> Task instructions:
Except for images, print the whole listing verbatim.
----- Source records
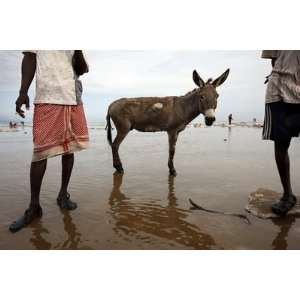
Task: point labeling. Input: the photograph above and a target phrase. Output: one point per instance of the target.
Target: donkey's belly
(149, 128)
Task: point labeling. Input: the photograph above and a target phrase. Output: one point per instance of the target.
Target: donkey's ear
(197, 79)
(221, 79)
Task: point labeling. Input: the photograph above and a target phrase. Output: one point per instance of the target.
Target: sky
(116, 74)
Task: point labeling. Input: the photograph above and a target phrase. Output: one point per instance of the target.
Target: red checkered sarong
(58, 129)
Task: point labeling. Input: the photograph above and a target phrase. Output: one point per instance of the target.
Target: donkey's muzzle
(209, 121)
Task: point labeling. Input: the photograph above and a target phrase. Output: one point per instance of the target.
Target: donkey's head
(207, 95)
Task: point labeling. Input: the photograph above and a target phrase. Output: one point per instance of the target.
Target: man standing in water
(230, 119)
(59, 124)
(282, 116)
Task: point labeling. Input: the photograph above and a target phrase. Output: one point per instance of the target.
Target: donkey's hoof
(119, 169)
(119, 172)
(173, 172)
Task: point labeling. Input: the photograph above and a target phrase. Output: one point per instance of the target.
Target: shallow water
(145, 208)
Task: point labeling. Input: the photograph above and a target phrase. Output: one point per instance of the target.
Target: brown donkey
(171, 114)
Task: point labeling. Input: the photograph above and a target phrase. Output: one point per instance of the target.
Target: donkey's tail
(108, 129)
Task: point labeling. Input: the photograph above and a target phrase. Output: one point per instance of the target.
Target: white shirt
(56, 81)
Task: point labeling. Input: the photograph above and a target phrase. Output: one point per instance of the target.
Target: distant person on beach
(230, 119)
(282, 116)
(59, 124)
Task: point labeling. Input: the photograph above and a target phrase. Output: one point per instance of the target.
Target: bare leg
(172, 143)
(283, 166)
(115, 151)
(63, 199)
(67, 167)
(37, 171)
(288, 200)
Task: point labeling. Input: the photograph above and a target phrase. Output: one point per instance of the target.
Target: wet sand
(145, 208)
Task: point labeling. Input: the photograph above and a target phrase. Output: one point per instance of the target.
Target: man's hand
(22, 99)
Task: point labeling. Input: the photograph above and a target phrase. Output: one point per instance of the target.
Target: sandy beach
(145, 208)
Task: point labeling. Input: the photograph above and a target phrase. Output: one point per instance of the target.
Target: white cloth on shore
(56, 81)
(284, 81)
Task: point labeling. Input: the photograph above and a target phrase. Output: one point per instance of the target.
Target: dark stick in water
(241, 216)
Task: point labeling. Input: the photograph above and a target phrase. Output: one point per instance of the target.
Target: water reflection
(144, 219)
(72, 241)
(37, 239)
(285, 224)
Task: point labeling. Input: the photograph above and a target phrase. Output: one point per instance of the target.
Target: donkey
(171, 114)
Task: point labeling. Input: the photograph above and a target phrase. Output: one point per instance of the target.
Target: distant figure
(282, 116)
(230, 119)
(59, 124)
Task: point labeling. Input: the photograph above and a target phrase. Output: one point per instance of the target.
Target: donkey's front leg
(172, 143)
(115, 151)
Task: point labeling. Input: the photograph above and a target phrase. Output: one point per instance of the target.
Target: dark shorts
(282, 121)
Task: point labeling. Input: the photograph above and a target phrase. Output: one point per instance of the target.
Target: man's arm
(28, 71)
(80, 65)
----------
> Solution:
Task: point labeling. Input: the photograph above and a target phrase. Output: one point per instance of the target.
Target: donkey's belly
(149, 128)
Task: point labeling. Input: the photograph above and a target phrase. Output: one point per instance of the target.
Target: donkey's ear
(197, 79)
(221, 79)
Task: point labeling. Input: the photograph above and a target phrase. Output: one point per instance of the target.
Target: sky
(116, 74)
Task: point labeling. Input: the photograph above and a target phrase. Output: one point per instance of the target.
Target: red checkered sarong
(58, 129)
Task: point labeling. Input: the photograph above and a target phrase. Output: one point per instance of the target.
Target: donkey's muzzle
(209, 121)
Task: point labeling. Input: the photograph above and a target phrase. Output: one point per instance of the target.
Target: donkey's head
(207, 95)
Task: point labeling. Input: the photograph above and a target phrase. Output: one point per instance of the target.
Target: man standing in water
(230, 119)
(59, 124)
(282, 116)
Task: point labeling. Input: the photograph above and a target phrase. Output: one point per instance of the target.
Target: donkey's hoof
(119, 169)
(119, 172)
(173, 172)
Task: point labeling. Input: the photograph above and a target phrase. Output: one point per instance of the target.
Target: shallow water
(145, 208)
Task: point labeling. Input: the photograph above and a target phrase. Output: one point per instance of the target.
Target: brown donkey
(171, 114)
Task: point labeling. Input: the photograph above and a target phrase. Output: one point per instance of the target.
Target: donkey's tail
(108, 129)
Task: point labeling. Input: the photograph above and a target phrase. Output: one point per instance of the target.
Target: white shirt
(56, 81)
Task: point labeling. Input: the photograph above and a target phrase. Output: one point per instance of the target.
Target: distant person on beach
(230, 119)
(282, 116)
(59, 124)
Task: point labeling. Input: the photograph above and a target phrase. Output: one point per instance of the target.
Target: bare leg
(172, 143)
(283, 166)
(115, 151)
(63, 199)
(67, 167)
(37, 171)
(288, 200)
Task: point labeling. Input: the photograph above and a target phrase. Output: one point per instance of the target.
Target: wet sand
(145, 208)
Task: point labeling. Input: the photograph above and a target phrase. Output: one point per instance of the target.
Target: man's hand
(22, 99)
Task: point labeling. Input: the photograph above and a target phrase. Output: one point per instance of the target.
Target: sandy beach
(145, 208)
Task: point labeling. Input: the photograph above and a target phrase. Output: one point per instance of the target.
Target: white cloth on shore
(56, 81)
(284, 81)
Task: point labeling. Input: the photograph above and a target phrase. Output: one point per instance of the target.
Target: dark stick in water
(241, 216)
Task: point labeling. Input: the photograph above and a target phrase. Output: one point per instance of the target.
Target: water reflection
(144, 219)
(72, 241)
(37, 239)
(285, 224)
Task: point labeling. Input: the photograph above and a target phrase. Output: one point per instance of the target.
Target: donkey
(171, 114)
Task: point labeling. Input: the photograph above and a target phrase. Output: one point per instance of the target.
Target: distant figure
(282, 116)
(230, 119)
(59, 124)
Task: point labeling. Input: the photograph above and a target phrase. Output: one point per instance of the target.
Target: donkey's front leg
(172, 143)
(115, 151)
Task: point labeling. Input: the photograph above and a target phrase. Output: one point per instance of the target.
Target: dark shorts
(282, 121)
Task: point labeling. Input: the photograph above and a target phrase. Output: one point per instance of the target.
Target: man's arm
(28, 71)
(80, 65)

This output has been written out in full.